• Work to be completed:
Give all the rows below as a JSON list of strings, with one string for each line and blank lines left out.

• Given records:
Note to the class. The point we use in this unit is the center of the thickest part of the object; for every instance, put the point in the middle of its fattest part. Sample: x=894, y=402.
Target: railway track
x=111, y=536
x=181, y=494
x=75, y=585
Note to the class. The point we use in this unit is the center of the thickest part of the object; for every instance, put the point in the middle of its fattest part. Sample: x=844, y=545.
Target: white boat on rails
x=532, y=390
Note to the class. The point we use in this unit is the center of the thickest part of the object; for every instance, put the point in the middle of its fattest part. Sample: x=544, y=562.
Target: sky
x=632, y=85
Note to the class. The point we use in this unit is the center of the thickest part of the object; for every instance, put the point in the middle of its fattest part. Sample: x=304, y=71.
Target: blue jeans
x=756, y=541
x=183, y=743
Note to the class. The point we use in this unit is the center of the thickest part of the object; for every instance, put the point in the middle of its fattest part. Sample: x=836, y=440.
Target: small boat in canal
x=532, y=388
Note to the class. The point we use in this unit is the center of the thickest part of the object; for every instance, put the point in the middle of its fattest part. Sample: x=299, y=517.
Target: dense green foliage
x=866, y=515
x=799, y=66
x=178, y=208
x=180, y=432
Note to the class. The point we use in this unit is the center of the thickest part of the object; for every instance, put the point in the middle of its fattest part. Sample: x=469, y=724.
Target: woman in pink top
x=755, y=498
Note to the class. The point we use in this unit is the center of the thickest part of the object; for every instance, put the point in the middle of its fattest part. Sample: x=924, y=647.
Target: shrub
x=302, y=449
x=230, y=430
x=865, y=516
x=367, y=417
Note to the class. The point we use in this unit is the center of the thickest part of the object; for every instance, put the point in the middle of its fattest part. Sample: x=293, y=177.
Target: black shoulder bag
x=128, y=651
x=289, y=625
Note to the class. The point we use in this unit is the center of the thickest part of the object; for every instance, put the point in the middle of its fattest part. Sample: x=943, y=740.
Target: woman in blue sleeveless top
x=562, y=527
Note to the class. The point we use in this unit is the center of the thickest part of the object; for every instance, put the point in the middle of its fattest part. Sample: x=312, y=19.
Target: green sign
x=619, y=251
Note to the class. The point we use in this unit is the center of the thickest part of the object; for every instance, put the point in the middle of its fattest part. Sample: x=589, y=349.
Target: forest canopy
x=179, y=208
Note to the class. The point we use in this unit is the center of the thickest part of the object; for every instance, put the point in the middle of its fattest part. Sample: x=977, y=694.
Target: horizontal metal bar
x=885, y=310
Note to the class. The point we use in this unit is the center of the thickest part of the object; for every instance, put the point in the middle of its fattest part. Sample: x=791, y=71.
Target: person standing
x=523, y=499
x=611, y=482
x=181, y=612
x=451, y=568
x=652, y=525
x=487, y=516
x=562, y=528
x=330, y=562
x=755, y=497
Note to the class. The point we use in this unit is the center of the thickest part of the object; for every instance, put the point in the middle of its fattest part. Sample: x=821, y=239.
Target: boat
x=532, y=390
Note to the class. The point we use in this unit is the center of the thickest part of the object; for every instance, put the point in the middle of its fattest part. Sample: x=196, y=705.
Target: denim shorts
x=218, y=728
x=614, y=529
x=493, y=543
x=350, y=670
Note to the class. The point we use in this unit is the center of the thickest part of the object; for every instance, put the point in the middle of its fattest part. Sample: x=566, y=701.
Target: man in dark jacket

• Exercise result:
[
  "Note to the class. The point we use in this unit is the center of the thickest part of the object; for every instance, put the point in the middle of its fattest part. Sample: x=894, y=402.",
  "Target: railway track",
  "x=111, y=536",
  "x=181, y=494",
  "x=75, y=585",
  "Note to the class. The point we use in this unit is the center of the thickest part of the object; for every instance, put the point in the middle of its fattest part. Sample: x=844, y=545.",
  "Target: white boat on rails",
  "x=532, y=390",
  "Note to the class. The point we use in this unit is the center of the thickest part of the object; for every instance, put the point in the middle of its fattest part. Sample: x=544, y=562.",
  "Target: sky",
  "x=632, y=85",
  "Note to the class. The point we use in this unit is the center of the thickest part of the object; for every instance, put the point in the middle of its fattest part. Sample: x=304, y=71.",
  "Target: blue jeans",
  "x=756, y=541",
  "x=183, y=743",
  "Note to the class. The point we use in this unit is the center of the thickest part of the object; for every instance, put the point in the middle of its fattest part. Sample: x=836, y=440.",
  "Target: small boat in canal",
  "x=532, y=388",
  "Note to the class. The point we use in this unit is the center of the thickest part of the object; for every instance, put the point in the middle of its fattest part. Sample: x=299, y=517.",
  "Target: dense green foliage",
  "x=866, y=515",
  "x=799, y=66",
  "x=178, y=208",
  "x=180, y=432",
  "Note to the class. The point we use in this unit is the center of the thickest part of the object; for every instance, put the point in the middle of its fattest part. Sample: x=469, y=724.",
  "Target: woman in pink top",
  "x=755, y=498",
  "Note to the class. The point we use in this unit is the center of the thickest part of the object; for every instance, put the point in the middle of its fattest part. Sample: x=924, y=647.",
  "Target: shrub",
  "x=302, y=449",
  "x=230, y=430",
  "x=865, y=516",
  "x=367, y=417",
  "Note to the class. The point we use in this unit is the center of the thickest part of the object; for every instance, put the point in the middle of its fattest part. Sample: x=293, y=177.",
  "Target: black shoulder bag",
  "x=128, y=651",
  "x=289, y=625",
  "Note to the class. The point we use in this unit is the center of the thickest part of the object; for every instance, put the point in the middle of its fattest part. Sample: x=943, y=740.",
  "Target: woman in blue sleeveless top",
  "x=562, y=527",
  "Note to the class. The point we use in this unit is the center of the thickest part of the object; for every instance, put the point in the middle of its fattest part. Sample: x=312, y=19.",
  "Target: green sign",
  "x=619, y=251",
  "Note to the class. The point we use in this unit is the center of the thickest part of the object; for every instance, put the point in the middle of its fattest part. Sample: x=589, y=349.",
  "Target: forest canopy",
  "x=179, y=208",
  "Note to the class. The point we use in this unit is the center of the thickest part of the object; for every instance, put the point in the middle of its fattest part. Sample: x=977, y=694.",
  "Target: horizontal metal bar",
  "x=885, y=310",
  "Note to the class. The point we use in this unit is the center of the thickest part of the object; for every instance, put the point in the middle of its fattest part. Sample: x=791, y=71.",
  "Target: person standing",
  "x=523, y=499",
  "x=611, y=482",
  "x=181, y=612",
  "x=451, y=568",
  "x=652, y=525",
  "x=487, y=516",
  "x=562, y=528",
  "x=330, y=562",
  "x=755, y=497",
  "Note to the class. The point we use in this unit is the center of the thickest part of the object; for every instance, put the point in the middle of its fattest part. Sample: x=821, y=239.",
  "Target: boat",
  "x=532, y=390",
  "Note to the class. The point we use in this unit is the center of the thickest part of the object; for every instance, put the point in the middle of its fattest part. Sample: x=196, y=705.",
  "Target: denim shorts",
  "x=218, y=728",
  "x=614, y=529",
  "x=493, y=543",
  "x=350, y=670",
  "Note to the class. The point we use in this unit is the center of the thickest part of the object; for every instance, put the point in the middle of its fattest part. Sample: x=566, y=701.",
  "Target: man in dark jacket"
]